-- 任务要求 --
(a) 实验八报告写的实验日期是哪一天?
(b) 判断以下说法是否与实验八报告相符,每项回答"是"或"否",并引用报告中起决定作用的原文:(i) 实验教师是王志强;(ii) 这门课程属于选修;(iii) 中缀表达式转后缀表达式时,如果没有用树就不能得分。
(c) 从实验八报告最后一行之后接着往下写。

---------- 给定文本 ----------

20192306 2020-2021-1 《数据结构与面向对象程序设计》实验八报告
20192306 2020-2021-1 《数据结构与面向对象程序设计》实验八报告
课程:《程序设计与数据结构》
班级: 1923
姓名: 孙洪丽
学号: 20192306
实验教师:王志强
实验日期:2020年12月3日
必修/选修: 必修
1.实验内容
- 参考教材PP16.1,完成链树LinkedBinaryTree的实现(getRight,contains,toString,preorder,postorder)
- 用JUnit或自己编写驱动类对自己实现的LinkedBinaryTree进行测试,提交测试代码运行截图,要全屏,包含自己的学号信息
- 课下把代码推送到代码托管平台
- 基于LinkedBinaryTree,实现基于(中序,先序)序列构造唯一一棵二㕚树的功能,比如给出中序HDIBEMJNAFCKGL和后序ABDHIEJMNCFGKL,构造出附图中的树
- 用JUnit或自己编写驱动类对自己实现的功能进行测试,提交测试代码运行截图,要全屏,包含自己的学号信息
- 课下把代码推送到代码托管平台
- 自己设计并实现一颗决策树
- 提交测试代码运行截图,要全屏,包含自己的学号信息
- 课下把代码推送到代码托管平台
- 输入中缀表达式,使用树将中缀表达式转换为后缀表达式,并输出后缀表达式和计算结果(如果没有用树,正常评分。如果用到了树,即使有小的问题,也酌情给满分)
- 提交测试代码运行截图,要全屏,包含自己的学号信息
2.实验过程及结果
完成链树LinkedBinaryTree的实现
- BTNode
import java.util.ArrayList;
public class BTNode<T>
{
protected T element;
protected BTNode<T> left, right;
public BTNode (T element)
{
this.element = element;
left = right = null;
}
public T getElement()
{
return element;
}
public void setElement (T element)
{
this.element = element;
}
public BTNode<T> getLeft()
{
return left;
}
public void setLeft (BTNode<T> left)
{
this.left = left;
}
public BTNode<T> getRight()
{
return right;
}
public void setRight (BTNode<T> right)
{
this.right = right;
}
public BTNode<T> find (T target) {
BTNode<T> result = null;
if (element.equals(target))
result = this;
else
{
if (left != null)
result = left.find(target);
if (result == null && right != null)
result = right.find(target);
}
return result;
}
public int count() {
int result = 1;
if (left != null)
result += left.count();
if (right != null)
result += right.count);
return result;
}
public void inorder (ArrayList<T> iter) {
if (left != null)
left.inorder (iter);
iter.add (element);
if (right != null)

---------- 所给条目 ----------

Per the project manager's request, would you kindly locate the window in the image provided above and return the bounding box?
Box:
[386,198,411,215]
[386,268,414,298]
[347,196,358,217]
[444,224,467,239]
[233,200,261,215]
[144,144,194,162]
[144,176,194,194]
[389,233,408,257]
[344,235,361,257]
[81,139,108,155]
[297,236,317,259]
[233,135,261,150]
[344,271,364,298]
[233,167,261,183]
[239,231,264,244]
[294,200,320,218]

----------

-- 最终结果 --
(a) 2020年12月3日

(b)
(i) 是。"实验教师:王志强"
(ii) 否。"必修/选修: 必修"
(iii) 否。"如果没有用树,正常评分"

(c)
right.inorder (iter);
}
public void preorder (ArrayList<T> iter) {
iter.add (element);
if (left != null)
left.inorder (iter);
if (right != null)
right.inorder (iter);
}
public void postorder (ArrayList<T> iter) {
if (left != null)
left.inorder (iter);
if (right != null)
right.inorder (iter);
iter.add (element);
}
public char print() {
return (char) element;
}
}
- LinkedBinaryTree
import java.util.Iterator;
public class LinkedBinaryTree<T> implements BinaryTree<T> {
public BTNode<T> root;//定义根结点
public BTNode left;
public BTNode right;
public LinkedBinaryTree()
{
root = null;
}//未赋值时,根结点为空
public LinkedBinaryTree (T element)
{
root = new BTNode<T>(element);
}//进行根结点赋值
public LinkedBinaryTree (T element, LinkedBinaryTree<T> left,
LinkedBinaryTree<T> right)//根、左、右、再思考
{
root = new BTNode<T>(element);
root.setLeft(left.root);
root.setRight(right.root);
}
public T getRootElement() throws Exception {
if (root == null)
throw new Exception ("Get root operation "
+ "failed. The tree is empty.");
return root.getElement();
}
//先左子树
public LinkedBinaryTree<T> getLeft() throws Exception {
if (root == null)
throw new Exception ("Get left operation "
+ "failed. The tree is empty.");
LinkedBinaryTree<T> result = new LinkedBinaryTree<T>();
result.root = root.getLeft();
return result;
}
public T find (T target) throws Exception {
BTNode<T> node = null;
if (root != null)
node = root.find(target);
if (node == null)
throw new Exception("Find operation failed. "
+ "No such element in tree.");
return node.getElement();
}
public int size()
{
int result = 0;
if (root != null)
result = root.count();
return result;
}
public Iterator<T> inorder()
{
ArrayIterator<T> iter = new ArrayIterator<T>();
if (root != null)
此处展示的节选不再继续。